> RECORD EXTRACTS
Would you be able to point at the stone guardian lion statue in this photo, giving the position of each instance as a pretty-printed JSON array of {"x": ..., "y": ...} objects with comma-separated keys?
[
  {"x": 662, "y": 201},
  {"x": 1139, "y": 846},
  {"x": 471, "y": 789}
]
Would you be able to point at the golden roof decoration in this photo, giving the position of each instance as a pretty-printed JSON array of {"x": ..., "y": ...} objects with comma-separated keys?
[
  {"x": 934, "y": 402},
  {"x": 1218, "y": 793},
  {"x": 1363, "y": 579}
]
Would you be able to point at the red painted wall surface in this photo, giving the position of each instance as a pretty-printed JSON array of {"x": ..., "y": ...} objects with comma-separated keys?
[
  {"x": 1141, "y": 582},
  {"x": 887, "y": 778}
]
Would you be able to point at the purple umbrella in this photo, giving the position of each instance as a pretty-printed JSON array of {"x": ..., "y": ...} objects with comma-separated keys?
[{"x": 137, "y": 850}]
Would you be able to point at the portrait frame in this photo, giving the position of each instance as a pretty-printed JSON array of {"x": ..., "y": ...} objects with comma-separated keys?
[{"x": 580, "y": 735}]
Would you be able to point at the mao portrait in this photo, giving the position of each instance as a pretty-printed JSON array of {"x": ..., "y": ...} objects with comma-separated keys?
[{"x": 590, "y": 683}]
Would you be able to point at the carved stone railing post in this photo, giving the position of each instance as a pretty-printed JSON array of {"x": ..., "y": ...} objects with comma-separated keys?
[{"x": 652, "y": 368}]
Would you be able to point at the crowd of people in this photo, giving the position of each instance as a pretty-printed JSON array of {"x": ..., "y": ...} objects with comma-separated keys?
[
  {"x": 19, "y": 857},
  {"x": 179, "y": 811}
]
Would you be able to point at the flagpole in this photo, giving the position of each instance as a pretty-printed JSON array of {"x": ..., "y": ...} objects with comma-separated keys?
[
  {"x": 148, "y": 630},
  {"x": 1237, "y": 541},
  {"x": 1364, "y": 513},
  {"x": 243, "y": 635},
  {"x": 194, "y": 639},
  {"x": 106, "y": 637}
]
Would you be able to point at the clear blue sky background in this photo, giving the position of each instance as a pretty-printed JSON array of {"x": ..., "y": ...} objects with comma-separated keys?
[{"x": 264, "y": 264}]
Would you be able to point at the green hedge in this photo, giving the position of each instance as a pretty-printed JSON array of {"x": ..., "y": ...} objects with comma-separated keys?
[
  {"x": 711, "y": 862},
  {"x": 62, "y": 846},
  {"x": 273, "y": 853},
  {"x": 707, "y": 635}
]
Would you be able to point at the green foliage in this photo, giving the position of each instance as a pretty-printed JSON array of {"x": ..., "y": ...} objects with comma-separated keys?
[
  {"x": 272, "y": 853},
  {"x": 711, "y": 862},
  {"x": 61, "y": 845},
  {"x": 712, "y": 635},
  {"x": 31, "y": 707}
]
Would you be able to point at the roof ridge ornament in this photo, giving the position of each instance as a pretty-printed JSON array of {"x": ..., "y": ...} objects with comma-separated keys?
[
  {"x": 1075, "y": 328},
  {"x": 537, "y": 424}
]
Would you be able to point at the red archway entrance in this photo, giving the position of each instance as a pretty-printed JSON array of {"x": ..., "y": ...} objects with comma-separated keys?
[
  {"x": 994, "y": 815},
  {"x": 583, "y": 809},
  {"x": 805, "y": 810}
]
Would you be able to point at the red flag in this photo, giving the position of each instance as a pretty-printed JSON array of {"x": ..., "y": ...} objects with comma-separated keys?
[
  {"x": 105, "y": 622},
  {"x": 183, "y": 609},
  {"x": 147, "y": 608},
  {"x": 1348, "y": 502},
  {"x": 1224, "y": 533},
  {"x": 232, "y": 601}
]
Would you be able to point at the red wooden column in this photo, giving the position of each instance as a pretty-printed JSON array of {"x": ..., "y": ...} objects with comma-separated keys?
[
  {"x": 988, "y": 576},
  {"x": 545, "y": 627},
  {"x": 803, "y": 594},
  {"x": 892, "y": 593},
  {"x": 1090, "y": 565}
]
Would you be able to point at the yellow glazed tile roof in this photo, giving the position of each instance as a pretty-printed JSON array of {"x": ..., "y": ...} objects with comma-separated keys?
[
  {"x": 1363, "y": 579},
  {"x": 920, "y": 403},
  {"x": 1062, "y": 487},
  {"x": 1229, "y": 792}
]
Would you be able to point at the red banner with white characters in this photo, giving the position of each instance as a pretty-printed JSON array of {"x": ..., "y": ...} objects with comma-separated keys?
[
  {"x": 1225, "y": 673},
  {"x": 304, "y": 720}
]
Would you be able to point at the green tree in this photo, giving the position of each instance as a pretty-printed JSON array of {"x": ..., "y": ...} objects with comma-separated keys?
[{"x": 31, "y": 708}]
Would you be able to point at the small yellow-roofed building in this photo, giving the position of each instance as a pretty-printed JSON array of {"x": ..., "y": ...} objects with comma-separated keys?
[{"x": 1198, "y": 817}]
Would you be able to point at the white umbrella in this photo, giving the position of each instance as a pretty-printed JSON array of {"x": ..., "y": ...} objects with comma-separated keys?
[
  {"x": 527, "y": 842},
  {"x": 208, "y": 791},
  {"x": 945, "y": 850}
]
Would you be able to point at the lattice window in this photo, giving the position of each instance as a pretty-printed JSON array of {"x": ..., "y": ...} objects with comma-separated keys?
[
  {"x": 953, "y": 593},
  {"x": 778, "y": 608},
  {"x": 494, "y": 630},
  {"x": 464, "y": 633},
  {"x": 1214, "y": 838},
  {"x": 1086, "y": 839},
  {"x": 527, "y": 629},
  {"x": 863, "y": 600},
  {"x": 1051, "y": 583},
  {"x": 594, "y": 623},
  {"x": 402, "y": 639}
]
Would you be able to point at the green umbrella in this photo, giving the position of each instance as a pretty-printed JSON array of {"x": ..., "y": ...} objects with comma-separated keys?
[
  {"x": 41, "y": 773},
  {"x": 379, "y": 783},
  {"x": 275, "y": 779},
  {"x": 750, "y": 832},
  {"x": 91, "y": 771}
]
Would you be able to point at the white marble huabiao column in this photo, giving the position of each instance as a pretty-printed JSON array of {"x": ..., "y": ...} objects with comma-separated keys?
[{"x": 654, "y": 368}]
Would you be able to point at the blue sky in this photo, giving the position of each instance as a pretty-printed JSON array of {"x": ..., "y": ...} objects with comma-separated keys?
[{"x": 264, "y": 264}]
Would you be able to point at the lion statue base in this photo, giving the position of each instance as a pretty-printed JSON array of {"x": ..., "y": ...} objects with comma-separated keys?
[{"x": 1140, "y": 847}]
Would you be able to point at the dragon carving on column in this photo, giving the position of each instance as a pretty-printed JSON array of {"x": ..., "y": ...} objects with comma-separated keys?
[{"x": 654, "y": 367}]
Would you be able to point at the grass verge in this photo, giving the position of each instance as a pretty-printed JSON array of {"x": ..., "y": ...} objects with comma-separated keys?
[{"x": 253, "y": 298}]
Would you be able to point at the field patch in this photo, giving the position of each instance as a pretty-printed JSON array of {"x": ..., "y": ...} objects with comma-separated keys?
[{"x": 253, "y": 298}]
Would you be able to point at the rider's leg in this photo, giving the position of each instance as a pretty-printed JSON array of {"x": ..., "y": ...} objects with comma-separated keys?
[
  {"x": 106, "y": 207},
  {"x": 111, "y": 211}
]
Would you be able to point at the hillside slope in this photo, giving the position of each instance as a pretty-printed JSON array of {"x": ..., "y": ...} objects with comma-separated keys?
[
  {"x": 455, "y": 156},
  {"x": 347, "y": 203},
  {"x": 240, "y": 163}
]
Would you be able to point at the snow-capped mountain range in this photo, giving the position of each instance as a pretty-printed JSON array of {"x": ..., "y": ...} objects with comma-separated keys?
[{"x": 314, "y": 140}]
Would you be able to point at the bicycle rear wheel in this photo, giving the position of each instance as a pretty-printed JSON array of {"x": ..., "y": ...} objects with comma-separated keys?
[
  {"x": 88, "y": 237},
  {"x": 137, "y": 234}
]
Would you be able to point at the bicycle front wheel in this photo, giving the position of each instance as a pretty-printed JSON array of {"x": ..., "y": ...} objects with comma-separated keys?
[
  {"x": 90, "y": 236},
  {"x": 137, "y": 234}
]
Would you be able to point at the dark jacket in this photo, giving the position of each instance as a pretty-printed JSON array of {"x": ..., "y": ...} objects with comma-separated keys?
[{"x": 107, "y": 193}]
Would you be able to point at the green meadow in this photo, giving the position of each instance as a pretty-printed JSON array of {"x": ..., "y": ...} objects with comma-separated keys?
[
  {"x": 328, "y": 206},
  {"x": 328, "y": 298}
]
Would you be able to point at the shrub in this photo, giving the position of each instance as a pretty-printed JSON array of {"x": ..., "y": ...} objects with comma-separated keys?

> GIVEN EXERCISE
Output only the lines from the one holding "Would you be able to point at the hillside" through the last line above, exactly as they appear.

> SOLUTION FOR THIS TASK
Would you be able to point at the hillside slope in this photo, giving the position of each instance as a pretty-printed JSON array of {"x": ..., "y": ...} objects with comma-separated keys?
[
  {"x": 455, "y": 156},
  {"x": 347, "y": 203},
  {"x": 240, "y": 163}
]
Would you be able to point at the snow-capped mountain range in this photo, giving the position of each instance as a pretty-printed JSON array of {"x": ..., "y": ...} objects with comma-separated keys?
[{"x": 314, "y": 140}]
Would you be able to point at the bicycle rear wheel in this photo, giving the position of each instance as a pretty-printed JSON array of {"x": ..., "y": ...} objects with comma-separated keys?
[
  {"x": 88, "y": 237},
  {"x": 137, "y": 234}
]
Would you be able to point at the bicycle front wheel in this photo, giving the position of each instance as a pretty-printed JSON array of {"x": ..., "y": ...} objects with comma-separated keys?
[
  {"x": 90, "y": 236},
  {"x": 137, "y": 234}
]
Would you be able to point at the dark jacket in this photo, giving the position of each instance as a pretty-printed JSON array of {"x": ..., "y": ...} objects with comma-separated keys?
[{"x": 107, "y": 193}]
Would you be able to point at the green meadow in this photo, giving the position of each instance as a pretty-printed JSON array of {"x": ..., "y": ...} objects with comma-separated keys?
[
  {"x": 328, "y": 206},
  {"x": 328, "y": 298}
]
Would you be able to point at the shrub in this photo, giving the position of each instance as a pretty-printed JSON array of {"x": ..., "y": ...} objects with comma-separated keys?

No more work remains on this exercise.